======== Text block
And she has lived this reality. Dawes once said she “sacrificed her childhood to win an Olympic gold medal,” training in a “24/7 work, work, work” environment where self-worth could feel tied to results. The work habits were usually over 36 hours a week, and required physical, emotional, and psychological stamina, with little opportunity to have normal childhood experiences.
After a strain-filled, expectation-filled, and struggle-filled life, Dominique Dawes retired in 2000. However, rather than letting her experiences behind her, she made it her mission.
Dominique Dawes turned her past into a safe space for young athletes
After retiring, Dawes established the Dominique Dawes Academy to establish a safe, positive, and encouraging atmosphere where children can also acquire skills, gain confidence, and have fun in a movement without the emotional and physical stress that she experienced.
================
- **Problems to work on**:
1/ Rewrite the paragraph that begins "And she has lived this reality" from the passage on Dominique Dawes as a short bulleted list that keeps its main facts.
2/ From the passage on Dominique Dawes, extract the text word for word, beginning at the words "After a strain-filled, expectation-filled, and" and stopping after the words "that she experienced.".
3/ According to the passage on Dominique Dawes, what did she establish after retiring?
======== Record extracts
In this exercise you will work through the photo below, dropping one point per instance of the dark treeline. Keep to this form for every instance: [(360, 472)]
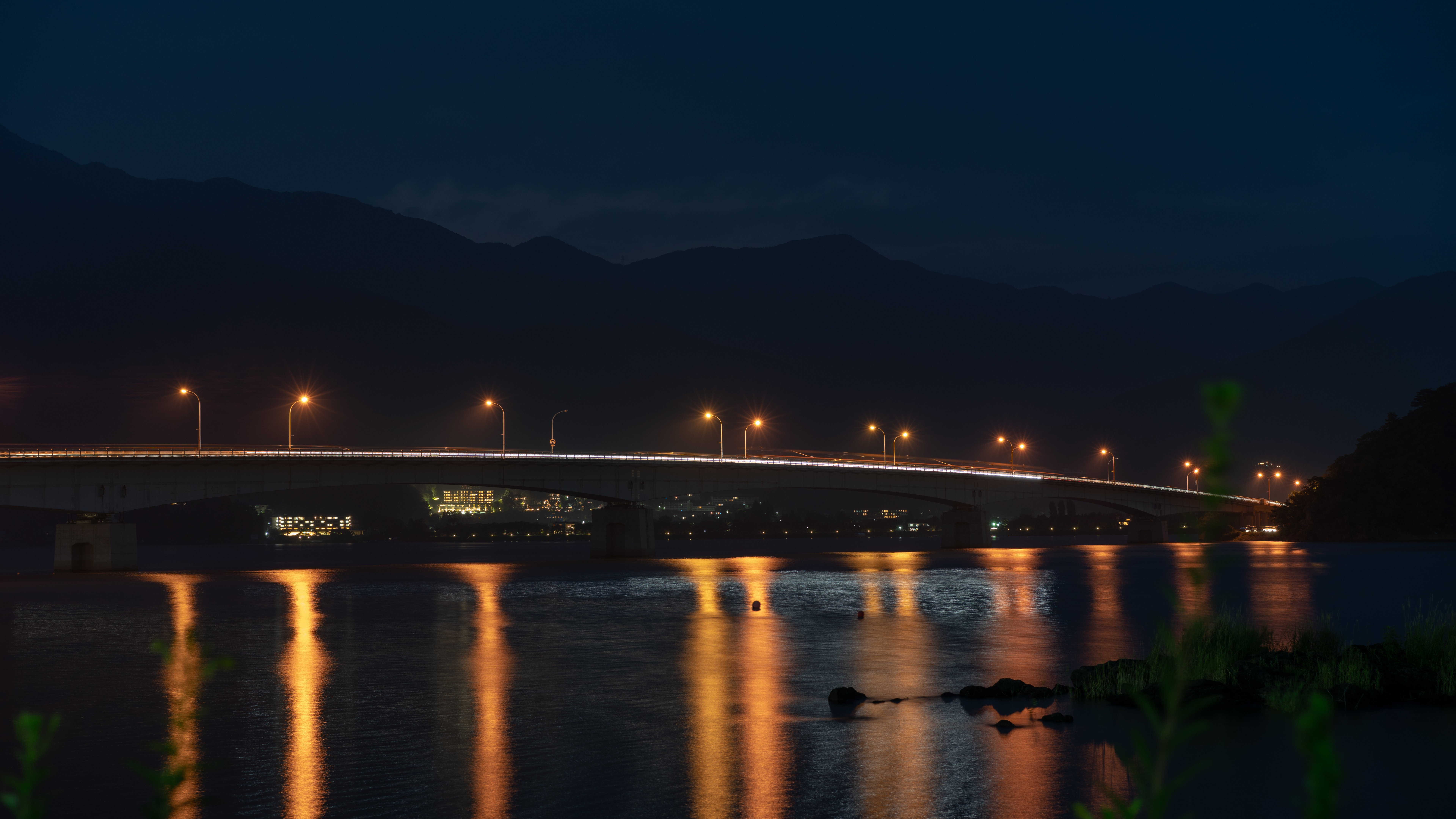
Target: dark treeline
[(1397, 486)]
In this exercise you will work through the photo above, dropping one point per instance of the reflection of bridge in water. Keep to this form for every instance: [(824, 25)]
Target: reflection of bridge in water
[(105, 483)]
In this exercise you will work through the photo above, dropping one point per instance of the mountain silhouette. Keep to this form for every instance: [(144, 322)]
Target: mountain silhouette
[(122, 289)]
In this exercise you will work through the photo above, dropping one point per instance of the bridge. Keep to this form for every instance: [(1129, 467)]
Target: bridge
[(103, 483)]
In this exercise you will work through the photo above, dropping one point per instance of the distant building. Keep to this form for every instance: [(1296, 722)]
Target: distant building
[(312, 527), (882, 514), (465, 502), (692, 508)]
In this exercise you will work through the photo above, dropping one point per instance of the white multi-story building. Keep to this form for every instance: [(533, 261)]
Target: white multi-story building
[(465, 502), (312, 527)]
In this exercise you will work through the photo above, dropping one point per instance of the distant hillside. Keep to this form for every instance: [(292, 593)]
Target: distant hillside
[(132, 286), (1308, 399)]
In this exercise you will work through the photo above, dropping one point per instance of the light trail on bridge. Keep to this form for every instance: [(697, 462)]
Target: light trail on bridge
[(563, 457)]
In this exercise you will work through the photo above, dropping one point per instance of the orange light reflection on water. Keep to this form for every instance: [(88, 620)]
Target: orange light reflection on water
[(183, 681), (766, 754), (305, 668), (491, 668), (1280, 586), (1024, 636), (893, 648), (1106, 635), (708, 668), (1195, 598)]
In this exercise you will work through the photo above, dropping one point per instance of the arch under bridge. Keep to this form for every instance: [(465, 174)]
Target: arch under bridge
[(104, 483)]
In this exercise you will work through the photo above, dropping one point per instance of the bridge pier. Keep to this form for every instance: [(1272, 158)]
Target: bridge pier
[(622, 530), (95, 544), (965, 528), (1148, 531)]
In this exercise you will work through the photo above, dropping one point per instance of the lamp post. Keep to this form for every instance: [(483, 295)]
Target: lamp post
[(756, 423), (186, 391), (302, 400), (710, 416), (893, 447), (490, 403), (1269, 471), (552, 431), (1014, 448), (1112, 464)]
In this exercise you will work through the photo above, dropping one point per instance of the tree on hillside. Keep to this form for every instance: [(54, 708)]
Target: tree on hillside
[(1397, 486)]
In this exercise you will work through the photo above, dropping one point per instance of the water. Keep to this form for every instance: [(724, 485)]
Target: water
[(528, 681)]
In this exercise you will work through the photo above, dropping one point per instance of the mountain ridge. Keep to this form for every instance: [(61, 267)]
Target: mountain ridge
[(253, 292)]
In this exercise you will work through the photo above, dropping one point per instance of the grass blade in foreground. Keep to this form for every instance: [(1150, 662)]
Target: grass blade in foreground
[(23, 793)]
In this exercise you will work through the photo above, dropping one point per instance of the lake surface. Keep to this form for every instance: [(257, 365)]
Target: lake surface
[(528, 681)]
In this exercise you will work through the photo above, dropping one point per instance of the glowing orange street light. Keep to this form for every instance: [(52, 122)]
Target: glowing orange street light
[(1014, 448), (893, 447), (711, 417), (554, 431), (1112, 464), (488, 403), (883, 448), (186, 391), (302, 400), (756, 423), (1269, 474)]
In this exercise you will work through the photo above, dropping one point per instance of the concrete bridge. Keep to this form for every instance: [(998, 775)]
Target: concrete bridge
[(103, 483)]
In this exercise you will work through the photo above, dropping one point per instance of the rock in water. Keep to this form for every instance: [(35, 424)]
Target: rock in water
[(1007, 687)]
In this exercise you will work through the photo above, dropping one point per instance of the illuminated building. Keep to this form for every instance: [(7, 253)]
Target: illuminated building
[(312, 527), (691, 508), (882, 514), (465, 502)]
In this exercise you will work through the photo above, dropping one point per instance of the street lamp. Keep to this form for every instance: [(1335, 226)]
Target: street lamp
[(186, 391), (302, 400), (1112, 465), (554, 431), (756, 423), (710, 416), (1269, 471), (874, 429), (488, 403), (1014, 448)]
================
- **Completed exercise**:
1/
- Dawes said she "sacrificed her childhood to win an Olympic gold medal."
- She trained in a "24/7 work, work, work" environment where self-worth could feel tied to results.
- Training usually ran over 36 hours a week.
- It demanded physical, emotional, and psychological stamina.
- It left little opportunity for normal childhood experiences.

2/
After a strain-filled, expectation-filled, and struggle-filled life, Dominique Dawes retired in 2000. However, rather than letting her experiences behind her, she made it her mission.
Dominique Dawes turned her past into a safe space for young athletes
After retiring, Dawes established the Dominique Dawes Academy to establish a safe, positive, and encouraging atmosphere where children can also acquire skills, gain confidence, and have fun in a movement without the emotional and physical stress that she experienced.

3/ The Dominique Dawes Academy.